> Task:
Print out the material that follows word for word.

> Data for this task:

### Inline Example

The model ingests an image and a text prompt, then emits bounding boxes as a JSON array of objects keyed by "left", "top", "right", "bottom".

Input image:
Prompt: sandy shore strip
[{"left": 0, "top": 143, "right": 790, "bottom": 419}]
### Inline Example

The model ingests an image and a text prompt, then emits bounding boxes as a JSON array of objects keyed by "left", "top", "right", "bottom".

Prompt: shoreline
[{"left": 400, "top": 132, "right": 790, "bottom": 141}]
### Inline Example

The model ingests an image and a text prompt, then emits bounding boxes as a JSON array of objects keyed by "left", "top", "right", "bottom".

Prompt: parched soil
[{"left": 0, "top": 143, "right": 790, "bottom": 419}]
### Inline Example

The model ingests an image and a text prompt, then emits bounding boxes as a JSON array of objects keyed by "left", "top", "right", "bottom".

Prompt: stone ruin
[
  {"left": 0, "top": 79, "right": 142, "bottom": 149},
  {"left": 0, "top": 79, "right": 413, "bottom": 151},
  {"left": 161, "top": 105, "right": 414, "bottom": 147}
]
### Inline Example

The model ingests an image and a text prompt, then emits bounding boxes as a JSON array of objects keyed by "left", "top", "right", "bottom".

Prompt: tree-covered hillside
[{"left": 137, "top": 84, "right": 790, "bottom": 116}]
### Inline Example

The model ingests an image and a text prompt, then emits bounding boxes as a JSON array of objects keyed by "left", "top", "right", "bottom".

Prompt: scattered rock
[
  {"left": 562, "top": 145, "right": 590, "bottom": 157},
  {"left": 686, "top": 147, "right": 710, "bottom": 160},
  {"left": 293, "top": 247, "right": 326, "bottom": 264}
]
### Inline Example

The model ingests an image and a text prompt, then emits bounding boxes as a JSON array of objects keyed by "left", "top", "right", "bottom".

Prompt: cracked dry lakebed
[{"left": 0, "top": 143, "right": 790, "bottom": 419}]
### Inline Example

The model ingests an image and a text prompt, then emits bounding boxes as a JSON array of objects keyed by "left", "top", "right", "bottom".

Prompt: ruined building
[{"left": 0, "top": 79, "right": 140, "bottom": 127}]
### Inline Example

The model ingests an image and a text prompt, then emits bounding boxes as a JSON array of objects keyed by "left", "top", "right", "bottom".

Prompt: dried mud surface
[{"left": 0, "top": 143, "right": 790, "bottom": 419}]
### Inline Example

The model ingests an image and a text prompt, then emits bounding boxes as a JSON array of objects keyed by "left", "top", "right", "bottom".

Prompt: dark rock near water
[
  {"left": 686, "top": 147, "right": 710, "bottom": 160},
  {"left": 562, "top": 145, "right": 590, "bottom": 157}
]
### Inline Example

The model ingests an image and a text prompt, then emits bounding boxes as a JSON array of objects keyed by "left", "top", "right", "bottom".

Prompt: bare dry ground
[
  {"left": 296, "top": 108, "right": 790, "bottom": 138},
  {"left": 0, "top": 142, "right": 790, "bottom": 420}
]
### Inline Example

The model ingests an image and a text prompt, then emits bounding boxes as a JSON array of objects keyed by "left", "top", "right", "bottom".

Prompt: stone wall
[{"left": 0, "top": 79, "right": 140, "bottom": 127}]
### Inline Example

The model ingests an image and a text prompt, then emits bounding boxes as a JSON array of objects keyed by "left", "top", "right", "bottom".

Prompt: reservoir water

> Answer to the task:
### Inline Example

The model ingests an image and a text prompt, then emits bounding boxes as a JSON array of objects keyed by "left", "top", "right", "bottom".

Input image:
Prompt: sandy shore strip
[{"left": 0, "top": 143, "right": 790, "bottom": 419}]
### Inline Example

The model ingests an image and a text prompt, then emits bounding boxes as a JSON array of objects keyed by "left", "top", "right", "bottom".

Prompt: shoreline
[{"left": 400, "top": 132, "right": 790, "bottom": 141}]
### Inline Example

The model ingests an image and a text prompt, then emits bounding boxes as a JSON array of objects keyed by "left", "top", "right", "bottom".

Prompt: parched soil
[{"left": 0, "top": 143, "right": 790, "bottom": 419}]
### Inline Example

The model ingests an image and a text prompt, then emits bounding boxes as a JSON array of objects keyed by "left", "top", "right", "bottom".

Prompt: stone ruin
[
  {"left": 0, "top": 79, "right": 142, "bottom": 149},
  {"left": 0, "top": 79, "right": 413, "bottom": 151},
  {"left": 161, "top": 105, "right": 414, "bottom": 147}
]
### Inline Example

The model ingests an image and a text prompt, then emits bounding boxes as a JSON array of objects keyed by "left", "top", "right", "bottom".

Prompt: tree-covered hillside
[{"left": 137, "top": 84, "right": 790, "bottom": 116}]
### Inline Example

The model ingests an image and a text prompt, then emits bounding boxes as a JSON array of objects keyed by "left", "top", "right", "bottom".

Prompt: scattered rock
[
  {"left": 562, "top": 145, "right": 590, "bottom": 157},
  {"left": 686, "top": 147, "right": 710, "bottom": 160},
  {"left": 293, "top": 247, "right": 326, "bottom": 264}
]
### Inline Example

The model ingests an image and a text prompt, then emits bounding boxes as a JSON array of objects keyed by "left", "top", "right", "bottom".

Prompt: cracked dry lakebed
[{"left": 0, "top": 143, "right": 790, "bottom": 419}]
### Inline Example

The model ingests an image and a text prompt, then emits bounding boxes as a JSON array of objects keyed by "left", "top", "right", "bottom".

Prompt: ruined building
[{"left": 0, "top": 79, "right": 140, "bottom": 127}]
### Inline Example

The model ingests an image and a text prompt, then emits bounding boxes as a JSON array of objects keyed by "left", "top", "right", "bottom".

Prompt: dried mud surface
[{"left": 0, "top": 143, "right": 790, "bottom": 419}]
### Inline Example

The model ingests an image and a text prompt, then emits bounding boxes as a JSON array of objects keyed by "left", "top", "right", "bottom".

Prompt: dark rock near water
[
  {"left": 686, "top": 147, "right": 710, "bottom": 160},
  {"left": 562, "top": 145, "right": 590, "bottom": 157}
]
### Inline Example

The model ingests an image and a text prompt, then emits bounding boxes as a JSON array of objects keyed by "left", "top", "right", "bottom".

Prompt: bare dry ground
[
  {"left": 296, "top": 108, "right": 790, "bottom": 138},
  {"left": 0, "top": 142, "right": 790, "bottom": 420}
]
### Inline Example

The model ingests an image and a text prompt, then emits bounding boxes as a JSON array of objects keyed by "left", "top", "right", "bottom".

Prompt: stone wall
[{"left": 0, "top": 79, "right": 140, "bottom": 127}]
### Inline Example

The model ingests an image and a text prompt, then emits bounding boxes as a JSON array of objects keyed by "left", "top", "right", "bottom".

Prompt: reservoir water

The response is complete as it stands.